--- Exercise text Enclosed Below ---

AAI uses a septic leachate detector
Septic Snooper) to help locate, indirectly, potential sources of excess
nutrients (nitrogen and phosphorus), bacteria and other substances that
tend to lower water quality or increase the rate of lake eutrophication.
By detecting elevated electrical conductivity of the lake water and
substances that fluoresce, the instrument alerts the operator to
potential "hot spots" along the shoreline. Household
wastes (graywater) and sewage wastes contain substances that increase
electrical conductivity (e.g., chlorides in wastes products) or that
fluoresce (e.g., urine breakdown products and detergents). Runoff
from other cultural activities (e.g., road salt, plant fertilizers, pet
and livestock wastes) can also cause these two variables to increase
near the shoreline. Detection by the instrument indicates a
potential source of pollution, but does not identify the substances
causing the elevated conductivity or fluorescence.
A water sample at the hot spot is
collected for laboratory analysis of selected chemical and
bacteriological variables. Results of the analyses can help
characterize the potential problem. A water sample is also taken
from the center of the lake as a control to compare with the shoreline
hot spot samples. If one or more of the measured variables from a
hot spot is substantially greater than the corresponding variable(s)
from the control sample, then there is an indication of a potential
source input from the shoreline property.

--- End of Enclosed Exercise text ---

According to the passage on septic leachate detection, where is the control water sample collected? The lines that follow the passage on septic leachate detection come from a different source.

--- Record excerpts Enclosed Below ---

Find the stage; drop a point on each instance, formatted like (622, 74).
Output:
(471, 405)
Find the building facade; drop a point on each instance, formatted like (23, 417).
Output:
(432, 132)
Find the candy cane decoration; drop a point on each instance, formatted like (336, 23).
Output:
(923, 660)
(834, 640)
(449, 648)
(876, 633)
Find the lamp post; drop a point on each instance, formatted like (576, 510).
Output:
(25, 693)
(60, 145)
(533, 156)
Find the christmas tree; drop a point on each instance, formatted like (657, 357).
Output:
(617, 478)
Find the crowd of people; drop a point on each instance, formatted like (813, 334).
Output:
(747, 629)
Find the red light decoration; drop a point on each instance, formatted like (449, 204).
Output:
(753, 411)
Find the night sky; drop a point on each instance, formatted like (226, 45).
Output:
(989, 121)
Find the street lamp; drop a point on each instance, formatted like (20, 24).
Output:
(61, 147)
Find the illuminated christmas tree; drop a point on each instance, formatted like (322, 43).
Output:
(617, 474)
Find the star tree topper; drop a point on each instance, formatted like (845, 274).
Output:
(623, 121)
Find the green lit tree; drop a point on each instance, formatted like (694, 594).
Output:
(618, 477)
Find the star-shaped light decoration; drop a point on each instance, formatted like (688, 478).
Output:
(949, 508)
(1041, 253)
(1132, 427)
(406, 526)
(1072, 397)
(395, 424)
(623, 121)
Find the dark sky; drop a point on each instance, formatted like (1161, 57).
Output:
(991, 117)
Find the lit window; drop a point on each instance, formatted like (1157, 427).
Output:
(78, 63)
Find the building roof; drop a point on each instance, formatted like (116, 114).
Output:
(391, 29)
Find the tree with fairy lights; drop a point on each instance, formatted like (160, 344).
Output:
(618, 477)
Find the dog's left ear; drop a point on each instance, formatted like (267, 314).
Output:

--- End of Enclosed Record excerpts ---

-- Answer space --
From the center of the lake.